▶ **QUOTED PASSAGE**:

Sometimes, however, it is essential to use an IO action. Look at operateGate.
The two calls to atomically cannot be combined into one, because the first
makes an externally-visible side effect (opening the gate), while the second
blocks until all the elves have woken up and gone through it. So operateGate
must have an IO type. Again, meaningful information is conveyed by the types;
in this case, operateGates’s type betrays the fact that it might block.

3.3    The main program

Although we have not yet implemented Santa himself, we will first implement
the outer structure of the program. Here it is.
  main = do { elf_gp <- newGroup 3
            ; sequence [ elf elf_gp n | n <- [1..10]]

              ; rein_gp <- newGroup 9
              ; sequence [ reindeer gp n | n <- [1..9]]

              ; forever (santa elf_group rein_group) }
The first line creates a Group with capacity 3 for the elves. The second line is
more mysterious; it uses a list comprehension to create a list of IO actions, and

calls sequence to execute them in sequence. The form [e|x<-xs] is read “the
list of all e where x is drawn from the list xs”. So the argument to sequence is
the list

           [elf elf-gp 1, elf elf_gp 2, ..., elf elf_gp 10]

Each of these calls yields an IO action which spawns an elf thread, and the
sequencing function just runs each of the actions in sequence:
  sequence :: [IO a] -> IO [a]
An elf is, of course, built from elf1, but with two differences. First, we want
the elf to loop indefinitely; and second we want it to run in a separate thread:
  elf :: Group -> Int -> IO ()
  elf gp id = forkIO (forever (elf1 gp id))
Working inside-out, the expression (elf1 elf_gp n) is an IO action, and we
want to repeat that action indefinitely, perhaps with a random delay in the loop.
We define forever to do just this:
  forever :: IO () -> IO ()

[Dataset entries]

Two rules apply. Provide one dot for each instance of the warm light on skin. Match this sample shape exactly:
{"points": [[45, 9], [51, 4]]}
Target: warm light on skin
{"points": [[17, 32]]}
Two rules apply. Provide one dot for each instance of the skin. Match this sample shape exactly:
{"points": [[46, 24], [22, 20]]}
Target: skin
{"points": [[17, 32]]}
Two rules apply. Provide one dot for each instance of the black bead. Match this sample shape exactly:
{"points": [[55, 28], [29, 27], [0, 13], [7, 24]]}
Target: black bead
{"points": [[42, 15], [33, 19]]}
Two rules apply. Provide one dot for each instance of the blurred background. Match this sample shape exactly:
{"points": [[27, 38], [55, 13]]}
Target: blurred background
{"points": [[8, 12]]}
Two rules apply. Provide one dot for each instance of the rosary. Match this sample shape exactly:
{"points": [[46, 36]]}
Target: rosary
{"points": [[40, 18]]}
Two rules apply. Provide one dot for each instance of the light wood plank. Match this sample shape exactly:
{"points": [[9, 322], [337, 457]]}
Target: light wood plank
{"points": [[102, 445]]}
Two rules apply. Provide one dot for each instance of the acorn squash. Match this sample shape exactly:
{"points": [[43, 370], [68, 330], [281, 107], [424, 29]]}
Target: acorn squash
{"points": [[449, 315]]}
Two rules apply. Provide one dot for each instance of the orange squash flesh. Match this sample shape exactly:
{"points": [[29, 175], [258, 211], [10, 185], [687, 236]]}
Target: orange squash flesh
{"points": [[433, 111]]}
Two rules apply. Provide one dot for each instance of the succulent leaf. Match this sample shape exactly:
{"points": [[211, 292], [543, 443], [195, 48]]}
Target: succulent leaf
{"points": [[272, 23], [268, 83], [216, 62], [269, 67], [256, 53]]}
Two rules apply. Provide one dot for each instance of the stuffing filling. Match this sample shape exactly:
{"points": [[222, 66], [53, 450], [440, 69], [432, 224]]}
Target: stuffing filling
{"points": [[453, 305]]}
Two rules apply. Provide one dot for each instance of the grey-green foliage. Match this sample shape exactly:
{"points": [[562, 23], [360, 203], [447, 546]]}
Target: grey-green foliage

▶ **TO-DO LIST**:
1. Translate this sentence from the Haskell passage into Spanish: "The first line creates a Group with capacity 3 for the elves."
2. Duplicate the portion of the Haskell passage between "[elf elf-gp 1, elf" and "forever :: IO () -> IO ()", inclusive.
3. Write the next part of the Haskell passage, picking up right after its final line.

▶ **ANSWERS FOR THE EXERCISE**:
1. La primera línea crea un Group con capacidad 3 para los elfos.

2.
[elf elf-gp 1, elf elf_gp 2, ..., elf elf_gp 10]

Each of these calls yields an IO action which spawns an elf thread, and the
sequencing function just runs each of the actions in sequence:
  sequence :: [IO a] -> IO [a]
An elf is, of course, built from elf1, but with two differences. First, we want
the elf to loop indefinitely; and second we want it to run in a separate thread:
  elf :: Group -> Int -> IO ()
  elf gp id = forkIO (forever (elf1 gp id))
Working inside-out, the expression (elf1 elf_gp n) is an IO action, and we
want to repeat that action indefinitely, perhaps with a random delay in the loop.
We define forever to do just this:
  forever :: IO () -> IO ()

3.
  -- Repeatedly perform the action, taking a rest each time
  forever act = do { act
                   ; waitTime <- getStdRandom (randomR (1, 1000000))
                   ; threadDelay waitTime
                   ; forever act }
So forever takes an IO action as its argument. First, it performs act; then
it goes to sleep for a randomly chosen time, using threadDelay; and the final
(tail)-recursive call closes the loop to make it repeat the same thing indefinitely.
Finally, forkIO (which is built into STM Haskell) takes an IO action (the infinite
elf action in this case), and spawns it as a separate thread.
We can use the same technique to make 9 reindeer, and we can re-use forever
to make Santa run in a loop too. All that remains is to implement Santa himself.

3.4    Implementing Santa

Santa is the most interesting participant of this little drama, because he makes
choices. He must wait until either there is a group of reindeer waiting, or a
group of elves. Here is his code:
  santa :: Group -> Group -> IO ()
  santa elf_gp rein_gp
    = do { putStr "----------\n"
         ; choose [(awaitGroup rein_gp, run "deliver toys"),
                   (awaitGroup elf_gp, run "meet in my study")] }

       run :: String -> (Gate,Gate) -> IO ()
       run what (in_gate,out_gate)
         = do { putStr ("Ho! Ho! Ho! let’s " ++ what ++ "\n")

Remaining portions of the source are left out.